**Work task:** The answer must consist of each line below that contains the word "cactus", copied in full.

Top of Working data

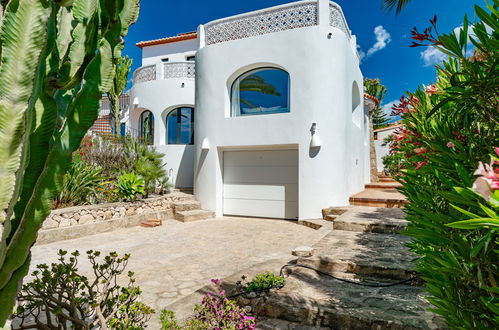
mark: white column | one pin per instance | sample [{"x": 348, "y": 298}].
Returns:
[
  {"x": 201, "y": 37},
  {"x": 323, "y": 12}
]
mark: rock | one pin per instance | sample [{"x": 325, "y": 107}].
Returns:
[
  {"x": 88, "y": 218},
  {"x": 57, "y": 218},
  {"x": 50, "y": 224},
  {"x": 303, "y": 251},
  {"x": 65, "y": 223}
]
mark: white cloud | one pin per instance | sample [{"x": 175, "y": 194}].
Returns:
[
  {"x": 432, "y": 56},
  {"x": 383, "y": 38},
  {"x": 387, "y": 107}
]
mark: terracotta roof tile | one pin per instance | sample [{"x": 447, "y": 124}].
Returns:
[{"x": 179, "y": 37}]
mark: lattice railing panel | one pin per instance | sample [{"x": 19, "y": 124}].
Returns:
[
  {"x": 179, "y": 70},
  {"x": 143, "y": 74},
  {"x": 337, "y": 19},
  {"x": 294, "y": 16}
]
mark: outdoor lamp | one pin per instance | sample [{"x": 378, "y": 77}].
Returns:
[
  {"x": 316, "y": 140},
  {"x": 205, "y": 145}
]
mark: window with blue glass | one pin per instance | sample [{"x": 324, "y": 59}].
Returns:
[
  {"x": 260, "y": 92},
  {"x": 180, "y": 126},
  {"x": 146, "y": 127}
]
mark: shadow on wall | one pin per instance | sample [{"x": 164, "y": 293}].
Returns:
[{"x": 184, "y": 177}]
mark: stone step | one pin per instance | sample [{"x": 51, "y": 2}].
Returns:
[
  {"x": 187, "y": 205},
  {"x": 367, "y": 220},
  {"x": 194, "y": 215},
  {"x": 363, "y": 256},
  {"x": 320, "y": 301},
  {"x": 383, "y": 185},
  {"x": 379, "y": 198}
]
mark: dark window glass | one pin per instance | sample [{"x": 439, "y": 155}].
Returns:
[
  {"x": 146, "y": 127},
  {"x": 180, "y": 126},
  {"x": 260, "y": 92}
]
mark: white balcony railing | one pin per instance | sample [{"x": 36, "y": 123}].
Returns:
[
  {"x": 286, "y": 17},
  {"x": 295, "y": 15},
  {"x": 146, "y": 73},
  {"x": 170, "y": 70},
  {"x": 179, "y": 70}
]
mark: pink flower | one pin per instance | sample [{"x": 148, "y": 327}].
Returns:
[
  {"x": 487, "y": 181},
  {"x": 420, "y": 151},
  {"x": 431, "y": 90},
  {"x": 421, "y": 164}
]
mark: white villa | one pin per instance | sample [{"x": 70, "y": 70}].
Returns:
[{"x": 262, "y": 114}]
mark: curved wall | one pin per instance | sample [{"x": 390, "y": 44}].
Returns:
[
  {"x": 322, "y": 70},
  {"x": 160, "y": 97}
]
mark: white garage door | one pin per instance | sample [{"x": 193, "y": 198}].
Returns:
[{"x": 261, "y": 183}]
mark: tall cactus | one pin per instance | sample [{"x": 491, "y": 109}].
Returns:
[{"x": 55, "y": 63}]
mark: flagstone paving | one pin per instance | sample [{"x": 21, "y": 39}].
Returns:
[{"x": 176, "y": 259}]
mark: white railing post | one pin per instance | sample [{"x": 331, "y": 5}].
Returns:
[
  {"x": 201, "y": 37},
  {"x": 323, "y": 12}
]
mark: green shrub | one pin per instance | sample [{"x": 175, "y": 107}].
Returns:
[
  {"x": 129, "y": 186},
  {"x": 80, "y": 185},
  {"x": 450, "y": 127},
  {"x": 261, "y": 282},
  {"x": 59, "y": 297}
]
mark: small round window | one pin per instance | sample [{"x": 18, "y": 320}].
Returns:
[{"x": 260, "y": 92}]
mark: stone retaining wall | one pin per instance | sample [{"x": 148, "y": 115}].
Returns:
[{"x": 86, "y": 220}]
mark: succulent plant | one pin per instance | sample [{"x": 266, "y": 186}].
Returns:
[{"x": 55, "y": 63}]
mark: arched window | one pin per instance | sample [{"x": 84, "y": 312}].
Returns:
[
  {"x": 180, "y": 126},
  {"x": 356, "y": 105},
  {"x": 260, "y": 92},
  {"x": 146, "y": 127}
]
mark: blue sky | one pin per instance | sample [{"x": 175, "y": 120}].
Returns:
[{"x": 382, "y": 35}]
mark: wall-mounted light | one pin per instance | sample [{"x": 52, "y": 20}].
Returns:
[
  {"x": 316, "y": 140},
  {"x": 205, "y": 145}
]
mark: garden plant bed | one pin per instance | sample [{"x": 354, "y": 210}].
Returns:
[{"x": 79, "y": 221}]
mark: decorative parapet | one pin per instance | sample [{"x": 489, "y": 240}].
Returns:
[
  {"x": 276, "y": 19},
  {"x": 146, "y": 73},
  {"x": 337, "y": 19},
  {"x": 179, "y": 70}
]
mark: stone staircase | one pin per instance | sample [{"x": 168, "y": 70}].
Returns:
[
  {"x": 381, "y": 194},
  {"x": 364, "y": 246},
  {"x": 190, "y": 210}
]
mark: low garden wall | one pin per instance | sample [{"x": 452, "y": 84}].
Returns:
[{"x": 78, "y": 221}]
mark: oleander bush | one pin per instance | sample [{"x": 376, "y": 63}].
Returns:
[
  {"x": 216, "y": 311},
  {"x": 60, "y": 297},
  {"x": 261, "y": 283},
  {"x": 449, "y": 131}
]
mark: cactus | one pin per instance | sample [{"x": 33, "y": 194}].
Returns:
[{"x": 55, "y": 63}]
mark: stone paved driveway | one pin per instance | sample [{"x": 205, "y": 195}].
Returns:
[{"x": 176, "y": 259}]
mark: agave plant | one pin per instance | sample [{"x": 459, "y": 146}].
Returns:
[{"x": 56, "y": 62}]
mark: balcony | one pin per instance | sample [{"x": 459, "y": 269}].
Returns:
[
  {"x": 285, "y": 17},
  {"x": 170, "y": 70}
]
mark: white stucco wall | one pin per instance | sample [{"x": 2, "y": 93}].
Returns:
[
  {"x": 160, "y": 97},
  {"x": 322, "y": 71}
]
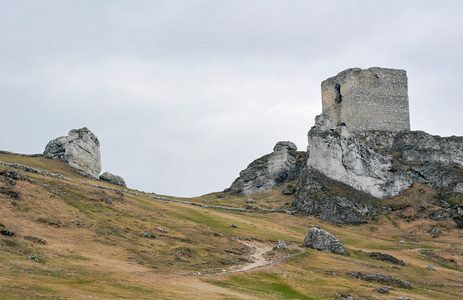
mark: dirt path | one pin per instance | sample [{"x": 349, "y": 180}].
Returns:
[{"x": 258, "y": 258}]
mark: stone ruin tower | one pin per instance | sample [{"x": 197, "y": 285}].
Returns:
[{"x": 371, "y": 99}]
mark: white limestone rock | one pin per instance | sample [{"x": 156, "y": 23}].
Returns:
[
  {"x": 341, "y": 156},
  {"x": 321, "y": 240},
  {"x": 114, "y": 179},
  {"x": 80, "y": 148},
  {"x": 269, "y": 171}
]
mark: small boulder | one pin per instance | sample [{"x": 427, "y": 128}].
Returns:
[
  {"x": 80, "y": 148},
  {"x": 36, "y": 240},
  {"x": 435, "y": 231},
  {"x": 6, "y": 232},
  {"x": 289, "y": 190},
  {"x": 459, "y": 221},
  {"x": 441, "y": 214},
  {"x": 148, "y": 235},
  {"x": 382, "y": 290},
  {"x": 321, "y": 240},
  {"x": 386, "y": 257},
  {"x": 113, "y": 179},
  {"x": 280, "y": 245}
]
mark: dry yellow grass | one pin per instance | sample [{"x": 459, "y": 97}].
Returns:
[{"x": 95, "y": 249}]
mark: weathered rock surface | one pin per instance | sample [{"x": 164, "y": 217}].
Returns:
[
  {"x": 280, "y": 245},
  {"x": 271, "y": 170},
  {"x": 331, "y": 200},
  {"x": 321, "y": 240},
  {"x": 346, "y": 172},
  {"x": 382, "y": 278},
  {"x": 80, "y": 148},
  {"x": 441, "y": 214},
  {"x": 114, "y": 179},
  {"x": 433, "y": 160},
  {"x": 341, "y": 156},
  {"x": 386, "y": 257}
]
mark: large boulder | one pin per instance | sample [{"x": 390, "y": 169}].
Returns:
[
  {"x": 343, "y": 157},
  {"x": 321, "y": 240},
  {"x": 114, "y": 179},
  {"x": 271, "y": 170},
  {"x": 80, "y": 148}
]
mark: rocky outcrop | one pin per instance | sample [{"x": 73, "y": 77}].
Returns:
[
  {"x": 341, "y": 156},
  {"x": 433, "y": 160},
  {"x": 382, "y": 279},
  {"x": 113, "y": 179},
  {"x": 321, "y": 240},
  {"x": 271, "y": 170},
  {"x": 346, "y": 172},
  {"x": 80, "y": 148},
  {"x": 386, "y": 257},
  {"x": 331, "y": 200}
]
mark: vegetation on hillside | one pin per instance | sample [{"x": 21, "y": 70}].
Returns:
[{"x": 71, "y": 240}]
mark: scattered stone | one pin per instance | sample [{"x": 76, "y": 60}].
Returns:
[
  {"x": 436, "y": 231},
  {"x": 12, "y": 175},
  {"x": 161, "y": 229},
  {"x": 35, "y": 240},
  {"x": 280, "y": 245},
  {"x": 35, "y": 258},
  {"x": 321, "y": 240},
  {"x": 386, "y": 257},
  {"x": 381, "y": 278},
  {"x": 80, "y": 148},
  {"x": 113, "y": 179},
  {"x": 458, "y": 188},
  {"x": 48, "y": 222},
  {"x": 459, "y": 221},
  {"x": 272, "y": 170},
  {"x": 382, "y": 290},
  {"x": 148, "y": 235},
  {"x": 6, "y": 232},
  {"x": 9, "y": 192},
  {"x": 289, "y": 190},
  {"x": 441, "y": 214},
  {"x": 347, "y": 297}
]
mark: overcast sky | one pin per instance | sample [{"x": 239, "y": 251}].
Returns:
[{"x": 184, "y": 94}]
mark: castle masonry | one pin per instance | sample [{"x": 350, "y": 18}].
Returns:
[{"x": 370, "y": 99}]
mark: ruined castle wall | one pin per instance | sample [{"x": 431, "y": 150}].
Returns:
[{"x": 371, "y": 99}]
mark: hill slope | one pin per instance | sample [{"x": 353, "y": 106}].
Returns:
[{"x": 77, "y": 238}]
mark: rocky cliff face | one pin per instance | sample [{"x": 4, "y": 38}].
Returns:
[
  {"x": 345, "y": 172},
  {"x": 271, "y": 170},
  {"x": 80, "y": 148},
  {"x": 341, "y": 156}
]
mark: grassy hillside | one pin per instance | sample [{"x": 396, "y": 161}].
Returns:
[{"x": 76, "y": 241}]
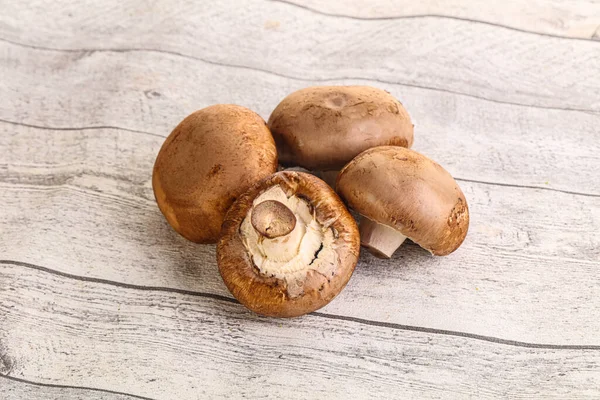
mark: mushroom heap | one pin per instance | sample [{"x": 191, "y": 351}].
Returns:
[{"x": 286, "y": 242}]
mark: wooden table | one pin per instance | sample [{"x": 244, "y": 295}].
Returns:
[{"x": 100, "y": 299}]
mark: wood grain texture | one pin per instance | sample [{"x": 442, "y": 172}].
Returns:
[
  {"x": 580, "y": 19},
  {"x": 471, "y": 138},
  {"x": 18, "y": 389},
  {"x": 86, "y": 333},
  {"x": 73, "y": 185},
  {"x": 445, "y": 55},
  {"x": 101, "y": 299}
]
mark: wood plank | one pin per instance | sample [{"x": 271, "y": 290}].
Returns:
[
  {"x": 16, "y": 389},
  {"x": 574, "y": 19},
  {"x": 473, "y": 139},
  {"x": 477, "y": 60},
  {"x": 81, "y": 202},
  {"x": 89, "y": 333}
]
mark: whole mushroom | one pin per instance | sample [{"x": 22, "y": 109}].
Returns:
[
  {"x": 322, "y": 128},
  {"x": 401, "y": 194},
  {"x": 288, "y": 245},
  {"x": 209, "y": 160}
]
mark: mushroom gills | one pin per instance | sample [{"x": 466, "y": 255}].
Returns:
[
  {"x": 309, "y": 246},
  {"x": 381, "y": 240}
]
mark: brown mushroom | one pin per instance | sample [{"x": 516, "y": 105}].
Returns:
[
  {"x": 401, "y": 194},
  {"x": 322, "y": 128},
  {"x": 302, "y": 266},
  {"x": 210, "y": 159}
]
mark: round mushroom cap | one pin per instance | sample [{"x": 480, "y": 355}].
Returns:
[
  {"x": 209, "y": 160},
  {"x": 409, "y": 192},
  {"x": 324, "y": 127},
  {"x": 298, "y": 272}
]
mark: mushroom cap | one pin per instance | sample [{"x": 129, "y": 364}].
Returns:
[
  {"x": 409, "y": 192},
  {"x": 271, "y": 295},
  {"x": 210, "y": 159},
  {"x": 324, "y": 127}
]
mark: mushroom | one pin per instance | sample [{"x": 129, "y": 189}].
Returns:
[
  {"x": 288, "y": 245},
  {"x": 322, "y": 128},
  {"x": 401, "y": 194},
  {"x": 209, "y": 160}
]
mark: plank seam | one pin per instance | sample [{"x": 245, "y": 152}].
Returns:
[
  {"x": 513, "y": 185},
  {"x": 58, "y": 386},
  {"x": 436, "y": 16},
  {"x": 361, "y": 321},
  {"x": 324, "y": 80}
]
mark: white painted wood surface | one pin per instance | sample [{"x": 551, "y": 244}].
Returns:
[{"x": 99, "y": 298}]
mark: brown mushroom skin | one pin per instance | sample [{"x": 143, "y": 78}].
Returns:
[
  {"x": 268, "y": 295},
  {"x": 428, "y": 205},
  {"x": 210, "y": 159},
  {"x": 324, "y": 127}
]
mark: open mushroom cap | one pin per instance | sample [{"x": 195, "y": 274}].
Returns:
[
  {"x": 400, "y": 190},
  {"x": 210, "y": 159},
  {"x": 305, "y": 264},
  {"x": 324, "y": 127}
]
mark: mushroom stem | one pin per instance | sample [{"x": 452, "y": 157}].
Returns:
[
  {"x": 381, "y": 240},
  {"x": 273, "y": 219},
  {"x": 330, "y": 177}
]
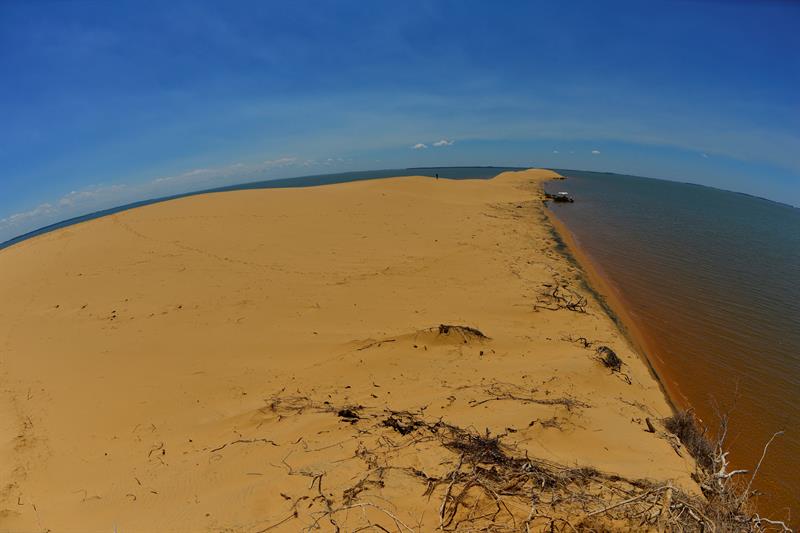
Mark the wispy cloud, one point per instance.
(104, 196)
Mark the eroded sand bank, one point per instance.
(189, 365)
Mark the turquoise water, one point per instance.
(301, 181)
(712, 279)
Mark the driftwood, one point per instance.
(491, 486)
(560, 296)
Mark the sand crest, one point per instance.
(253, 360)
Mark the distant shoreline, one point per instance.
(311, 180)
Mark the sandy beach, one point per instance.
(284, 359)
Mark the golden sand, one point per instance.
(182, 366)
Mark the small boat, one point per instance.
(560, 197)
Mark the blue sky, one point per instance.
(102, 103)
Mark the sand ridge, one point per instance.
(230, 361)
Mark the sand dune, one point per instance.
(255, 359)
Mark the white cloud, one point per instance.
(280, 162)
(99, 197)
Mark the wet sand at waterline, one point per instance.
(707, 281)
(226, 361)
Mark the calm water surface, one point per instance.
(301, 181)
(712, 281)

Bottom of Working data

**Response to the exercise:**
mark: tall cactus | one pin per instance | sample [{"x": 491, "y": 109}].
mark: cactus | one pin per instance | sample [{"x": 33, "y": 194}].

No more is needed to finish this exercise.